▸ Instrução A
No trecho da página, transforme em lista o parágrafo iniciado por "Por outro lado, os princípios fundadores", sem perder seus fatos principais.
▸ Instrução B
Dê continuidade ao trecho da página sobre a gestão das universidades públicas a partir do ponto em que ele termina.

::: Trecho da página :::

Por outro lado, os princípios fundadores da escola pública (a universalidade do acesso, a igualdade de oportunidades e a continuidade dos percursos escolares) não tiveram correspondência nas políticas que foram implementadas com o NPM.

Ainda que as políticas implementadas, desde a segunda metade da década de 1990, implicaram em mudanças significativas no papel, nos valores, nas finalidades e na maneira de gestão das IES, essas mudanças não significaram a superação do patrimonialismo, do clientelismo e até da administração burocrática nas práticas vivenciadas dentro das IES, particularmente, nas universidades públicas. Corrobora essa ideia Vieira e Vieira (2004), ao afirmarem que as universidades federais brasileiras primam por estruturas organizacionais extremamente burocráticas, tanto no campo administrativo como no campo acadêmico, tornando as três dimensões da atividade acadêmica universitária – ensino, pesquisa e extensão – reféns da burocracia, bem como submetidas a normas e dependências, muitas vezes,

desnecessárias. Carvalho e Sousa (2016) ressaltam que, mesmo com as tentativas de implementação de novas estruturas na maneira de gerir a res pública, o modelo de estrutura organizacional adotado atualmente pelas universidades públicas continua sendo o burocrático. Nesse sentido, Costa (2018) identificou, em pesquisa realizada em universidades públicas, que a característica de personalismo é inerente ao setor público e que essas instituições têm a cultura de personalismo, poder e hierarquia.

::: Trechos dos registros :::

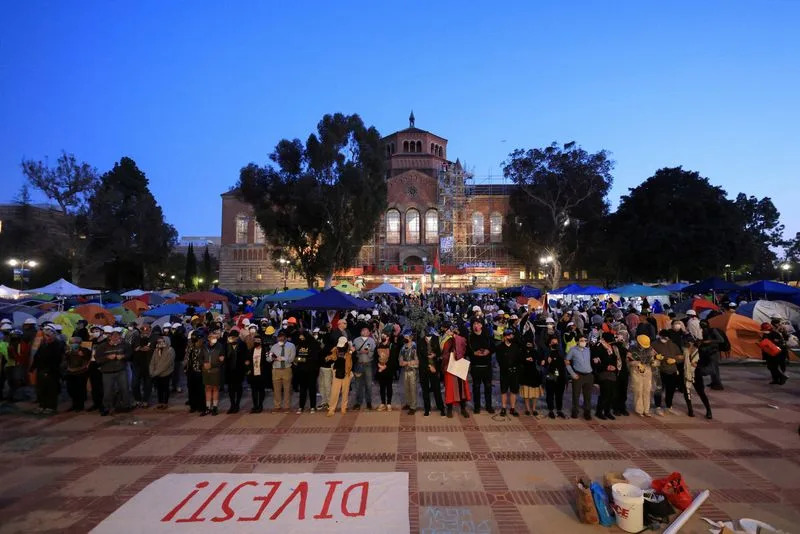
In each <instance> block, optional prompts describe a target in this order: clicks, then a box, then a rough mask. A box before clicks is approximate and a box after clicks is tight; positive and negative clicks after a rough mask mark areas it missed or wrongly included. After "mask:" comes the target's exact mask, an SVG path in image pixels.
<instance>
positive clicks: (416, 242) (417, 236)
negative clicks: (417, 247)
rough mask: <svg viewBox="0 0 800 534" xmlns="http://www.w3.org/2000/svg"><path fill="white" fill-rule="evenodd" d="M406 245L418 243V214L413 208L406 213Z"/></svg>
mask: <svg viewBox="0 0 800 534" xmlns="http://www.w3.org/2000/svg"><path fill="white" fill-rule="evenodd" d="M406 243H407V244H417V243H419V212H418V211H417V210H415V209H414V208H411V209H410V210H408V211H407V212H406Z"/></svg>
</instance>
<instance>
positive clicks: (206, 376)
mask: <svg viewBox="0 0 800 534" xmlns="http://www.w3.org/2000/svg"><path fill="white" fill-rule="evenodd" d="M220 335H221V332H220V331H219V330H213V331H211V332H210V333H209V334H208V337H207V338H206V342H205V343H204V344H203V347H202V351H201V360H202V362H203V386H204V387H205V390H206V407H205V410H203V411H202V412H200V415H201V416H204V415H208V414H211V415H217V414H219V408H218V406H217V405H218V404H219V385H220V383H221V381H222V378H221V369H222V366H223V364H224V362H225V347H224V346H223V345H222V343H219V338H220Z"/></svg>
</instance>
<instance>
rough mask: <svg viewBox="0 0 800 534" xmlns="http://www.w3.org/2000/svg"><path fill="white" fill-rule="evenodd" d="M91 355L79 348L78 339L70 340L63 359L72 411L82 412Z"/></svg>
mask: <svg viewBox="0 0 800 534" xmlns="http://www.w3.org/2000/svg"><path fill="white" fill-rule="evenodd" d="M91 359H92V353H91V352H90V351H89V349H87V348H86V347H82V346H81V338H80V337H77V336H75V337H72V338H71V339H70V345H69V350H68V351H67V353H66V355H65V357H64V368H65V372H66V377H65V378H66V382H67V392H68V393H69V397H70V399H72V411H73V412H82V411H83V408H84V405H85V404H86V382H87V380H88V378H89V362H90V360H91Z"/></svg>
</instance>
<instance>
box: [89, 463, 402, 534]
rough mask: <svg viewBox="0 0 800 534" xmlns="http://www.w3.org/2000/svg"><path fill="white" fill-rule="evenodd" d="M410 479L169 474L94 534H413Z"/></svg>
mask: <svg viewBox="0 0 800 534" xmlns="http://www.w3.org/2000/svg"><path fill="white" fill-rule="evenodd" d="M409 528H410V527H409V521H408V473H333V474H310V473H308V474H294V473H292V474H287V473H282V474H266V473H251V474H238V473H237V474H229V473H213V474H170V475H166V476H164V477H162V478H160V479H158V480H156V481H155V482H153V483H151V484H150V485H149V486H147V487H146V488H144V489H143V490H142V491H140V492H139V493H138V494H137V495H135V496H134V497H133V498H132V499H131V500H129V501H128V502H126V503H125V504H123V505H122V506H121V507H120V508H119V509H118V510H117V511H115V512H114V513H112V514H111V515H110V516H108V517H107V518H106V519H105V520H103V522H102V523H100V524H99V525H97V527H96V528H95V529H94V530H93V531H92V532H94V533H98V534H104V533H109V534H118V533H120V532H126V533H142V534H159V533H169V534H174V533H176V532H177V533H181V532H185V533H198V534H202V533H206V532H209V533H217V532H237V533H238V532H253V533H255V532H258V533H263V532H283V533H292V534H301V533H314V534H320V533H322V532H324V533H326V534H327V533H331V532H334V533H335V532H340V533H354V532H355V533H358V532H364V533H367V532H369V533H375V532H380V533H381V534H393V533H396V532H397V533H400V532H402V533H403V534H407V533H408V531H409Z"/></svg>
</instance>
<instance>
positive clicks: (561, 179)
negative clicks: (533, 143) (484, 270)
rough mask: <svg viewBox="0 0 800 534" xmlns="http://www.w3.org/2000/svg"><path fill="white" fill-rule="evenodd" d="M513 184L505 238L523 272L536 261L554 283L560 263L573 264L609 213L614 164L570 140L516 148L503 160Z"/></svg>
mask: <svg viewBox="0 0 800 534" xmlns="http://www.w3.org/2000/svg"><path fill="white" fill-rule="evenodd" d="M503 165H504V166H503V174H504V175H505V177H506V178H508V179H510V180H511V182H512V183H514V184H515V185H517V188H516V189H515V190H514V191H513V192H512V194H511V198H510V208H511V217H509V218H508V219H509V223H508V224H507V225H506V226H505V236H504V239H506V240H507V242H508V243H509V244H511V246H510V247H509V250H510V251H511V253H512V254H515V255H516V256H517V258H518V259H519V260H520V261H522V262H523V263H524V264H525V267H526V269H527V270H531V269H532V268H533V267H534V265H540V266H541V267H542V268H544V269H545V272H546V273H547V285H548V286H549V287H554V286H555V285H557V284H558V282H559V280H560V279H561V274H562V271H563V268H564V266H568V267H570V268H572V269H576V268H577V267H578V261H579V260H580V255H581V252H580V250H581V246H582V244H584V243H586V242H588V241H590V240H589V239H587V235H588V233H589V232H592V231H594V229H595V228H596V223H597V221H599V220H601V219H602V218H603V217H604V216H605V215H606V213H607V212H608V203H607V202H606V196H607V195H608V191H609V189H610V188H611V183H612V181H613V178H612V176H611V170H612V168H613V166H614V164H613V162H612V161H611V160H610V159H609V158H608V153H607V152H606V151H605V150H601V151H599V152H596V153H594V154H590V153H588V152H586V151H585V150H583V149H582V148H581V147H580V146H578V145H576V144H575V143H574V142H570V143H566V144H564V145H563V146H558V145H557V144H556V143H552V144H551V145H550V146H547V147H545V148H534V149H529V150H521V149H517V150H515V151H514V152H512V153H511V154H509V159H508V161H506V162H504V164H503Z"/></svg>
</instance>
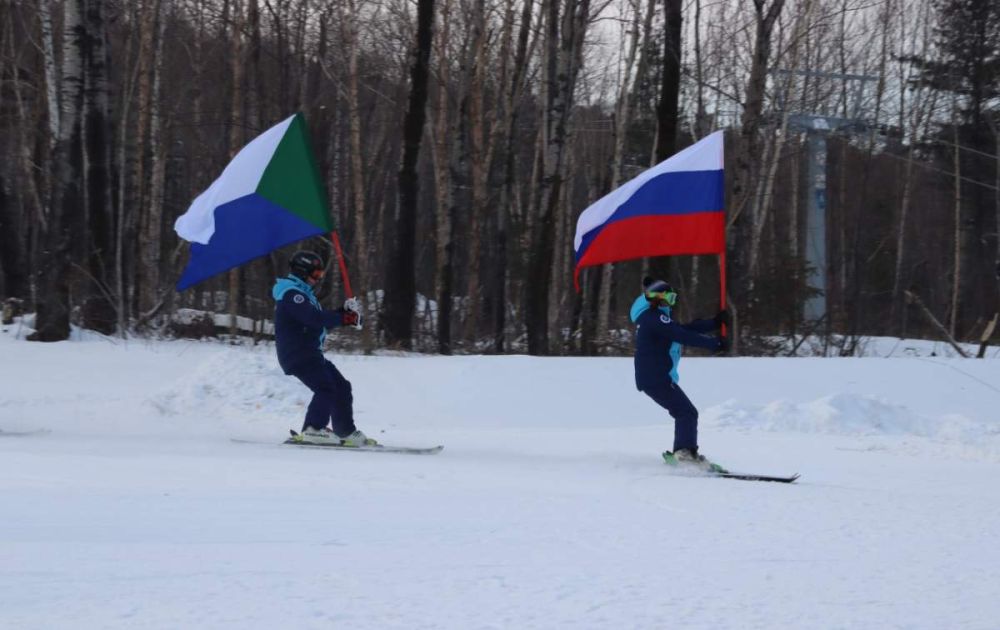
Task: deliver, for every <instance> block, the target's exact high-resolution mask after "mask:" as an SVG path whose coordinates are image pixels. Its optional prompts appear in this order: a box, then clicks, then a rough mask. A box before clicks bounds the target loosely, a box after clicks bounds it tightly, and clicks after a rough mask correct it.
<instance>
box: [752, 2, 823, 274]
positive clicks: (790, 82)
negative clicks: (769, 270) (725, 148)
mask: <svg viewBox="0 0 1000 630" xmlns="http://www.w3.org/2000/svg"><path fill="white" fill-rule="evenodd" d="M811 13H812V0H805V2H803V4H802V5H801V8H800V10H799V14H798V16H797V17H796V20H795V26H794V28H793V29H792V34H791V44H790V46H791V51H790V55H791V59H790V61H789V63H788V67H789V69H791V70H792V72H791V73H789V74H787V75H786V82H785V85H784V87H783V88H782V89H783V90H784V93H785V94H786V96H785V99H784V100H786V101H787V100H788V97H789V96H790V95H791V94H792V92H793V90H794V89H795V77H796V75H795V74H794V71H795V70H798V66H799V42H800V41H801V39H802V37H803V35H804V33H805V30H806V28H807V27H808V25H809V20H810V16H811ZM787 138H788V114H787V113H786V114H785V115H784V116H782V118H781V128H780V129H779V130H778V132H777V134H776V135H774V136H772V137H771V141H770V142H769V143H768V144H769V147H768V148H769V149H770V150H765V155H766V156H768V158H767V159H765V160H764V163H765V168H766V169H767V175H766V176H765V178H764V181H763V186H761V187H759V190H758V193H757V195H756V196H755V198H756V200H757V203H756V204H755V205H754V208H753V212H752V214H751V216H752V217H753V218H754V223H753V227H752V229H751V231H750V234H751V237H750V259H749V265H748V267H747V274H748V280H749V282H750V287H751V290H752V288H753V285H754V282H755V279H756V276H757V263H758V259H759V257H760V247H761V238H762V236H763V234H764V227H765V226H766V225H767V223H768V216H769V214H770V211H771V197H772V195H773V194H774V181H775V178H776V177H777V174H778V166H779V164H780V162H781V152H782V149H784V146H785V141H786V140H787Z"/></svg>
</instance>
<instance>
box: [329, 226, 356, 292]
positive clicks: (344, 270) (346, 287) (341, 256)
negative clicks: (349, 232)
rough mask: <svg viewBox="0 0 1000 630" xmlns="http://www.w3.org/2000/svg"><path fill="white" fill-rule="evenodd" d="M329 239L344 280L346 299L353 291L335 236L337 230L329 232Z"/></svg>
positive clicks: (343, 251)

:::

▸ Resposta A
- Os princípios fundadores da escola pública são a universalidade do acesso, a igualdade de oportunidades e a continuidade dos percursos escolares.
- Esses princípios não tiveram correspondência nas políticas implementadas com o NPM.

▸ Resposta B
Para Fávero (2005), a Universidade precisa caminhar também em direção à nova maneira de gestão, ultrapassando as barreiras da gestão burocrática e da NPM para sua completa democratização ou gestão societal. O autor afirma ainda que há a necessidade de se criar espaço para uma participação efetiva no governo da instituição. De acordo com Chauí (2003, p. 5), a universidade “exprime de maneira determinada a estrutura e o modo de funcionamento da sociedade como um todo”. Dessa maneira, podem ser percebidos, em seu interior, opiniões, atitudes e projetos conflitantes que revelam as divisões e contradições encontradas na sociedade.

Aqui, conclui-se a revisão da literatura sobre a gestão pública no Brasil. Ao longo deste capítulo fez-se um resumo dos principais modelos adotados a partir do Brasil República. Apresentou-se, em seguida, a teoria do modelo patrimonialista, burocrática, gerencialista e o modelo societal. A intenção com o histórico desses modelos foi entender a implementação dos modelos de gestão pública no Brasil e como isso se configurou, desde a macro (administração do país, estado e cidades) até a micro (dentro das instituições públicas, tais como, a UFU).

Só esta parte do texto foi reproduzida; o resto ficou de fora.